Curse You, Ming!
“The best laid plans of mice and men…” I think Shakespeare said that, maybe somebody else, the ellipsis hiding the fact that I don’t remember the rest of it and am too lazy to look it up. Well, whoever said it, they must have known that, a thousand years beyond them, I would be sitting in Madison Square Garden watching the Houston Rockets choke away a game to the New York Knickerbockers.
This was not what I had signed up for, back when I had signed up for the game under the auspices of the Brooklyn Kickball group-ticket buy-in. I wanted to see a nice, comfortable victory, through which I could radiate a smug sense of superiority and eat a corn dog, maybe some Cracker Jacks. Instead, I got no Yao Ming and a team that folded on the doorstep of victory like a cheap deck chair.
The Houston Chronicle summed things up nicely: “…the Rockets treated the [3-point] arc as if it were a moat, patrolled by creatures far more threatening than the normally porous defenders of the New York Knicks.” At least one such fearsome creature was seated behind me. I couldn’t see him but he was a geyser of profanity, a sports-themed Tourettes victim from a Rob Schneider film, a realization of a Ralph Steadman gonzo portrait- distended mouth agape, projectile vomiting, eating, and drinking all at the same time, in the same space- beer, spew, hot dog meat, and words all hopelessly commingled into an evil stew. This last image was particularly vivid as I had brought Fear & Loathing with me, in my jacket pocket, and was reading it in the lobby and then in my seat, waiting for the game to begin.

=== TASK PROMPT ===
Reproduce the Rockets–Knicks piece above word for word, from its title through its final sentence.

Stored records:

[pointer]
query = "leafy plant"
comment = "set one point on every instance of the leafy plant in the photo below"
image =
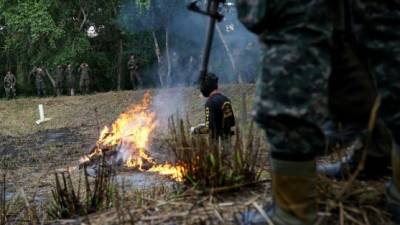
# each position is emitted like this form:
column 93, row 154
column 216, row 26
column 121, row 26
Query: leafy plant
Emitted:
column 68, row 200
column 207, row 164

...

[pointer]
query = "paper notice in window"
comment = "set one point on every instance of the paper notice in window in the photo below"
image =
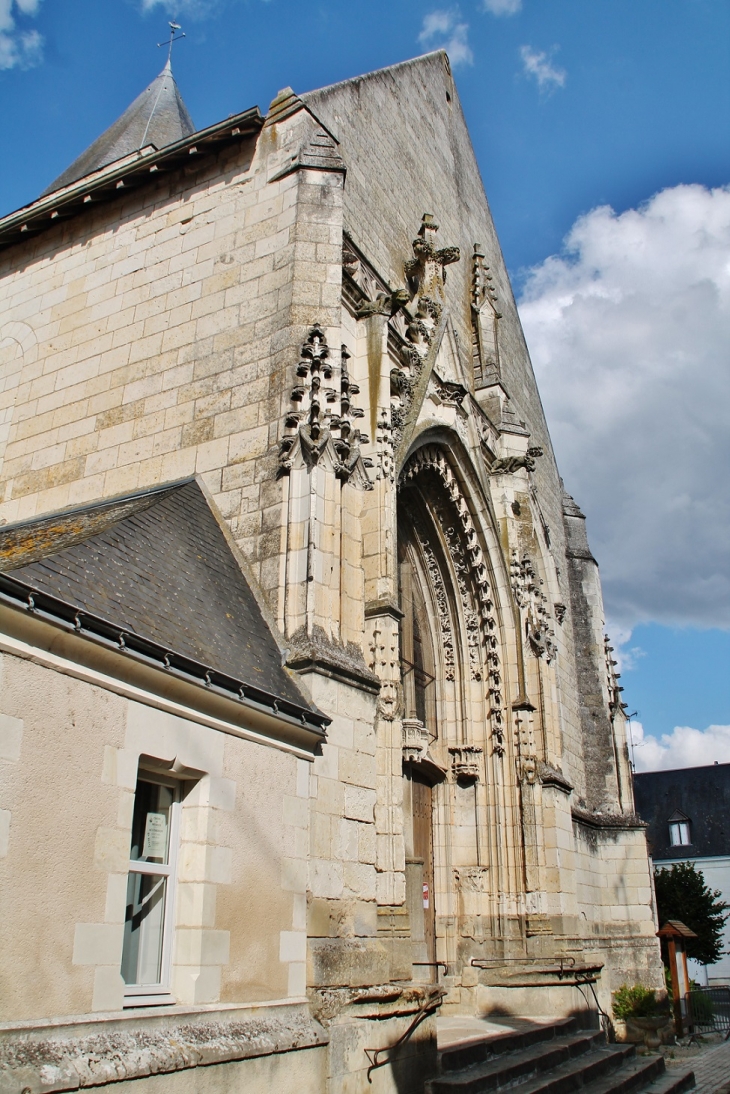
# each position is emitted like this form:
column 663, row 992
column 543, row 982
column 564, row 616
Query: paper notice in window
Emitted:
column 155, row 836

=== EXERCISE ANSWER ===
Curse You, Ming!
“The best laid plans of mice and men…” I think Shakespeare said that, maybe somebody else, the ellipsis hiding the fact that I don’t remember the rest of it and am too lazy to look it up. Well, whoever said it, they must have known that, a thousand years beyond them, I would be sitting in Madison Square Garden watching the Houston Rockets choke away a game to the New York Knickerbockers.
This was not what I had signed up for, back when I had signed up for the game under the auspices of the Brooklyn Kickball group-ticket buy-in. I wanted to see a nice, comfortable victory, through which I could radiate a smug sense of superiority and eat a corn dog, maybe some Cracker Jacks. Instead, I got no Yao Ming and a team that folded on the doorstep of victory like a cheap deck chair.
The Houston Chronicle summed things up nicely: “…the Rockets treated the [3-point] arc as if it were a moat, patrolled by creatures far more threatening than the normally porous defenders of the New York Knicks.” At least one such fearsome creature was seated behind me. I couldn’t see him but he was a geyser of profanity, a sports-themed Tourettes victim from a Rob Schneider film, a realization of a Ralph Steadman gonzo portrait- distended mouth agape, projectile vomiting, eating, and drinking all at the same time, in the same space- beer, spew, hot dog meat, and words all hopelessly commingled into an evil stew. This last image was particularly vivid as I had brought Fear & Loathing with me, in my jacket pocket, and was reading it in the lobby and then in my seat, waiting for the game to begin.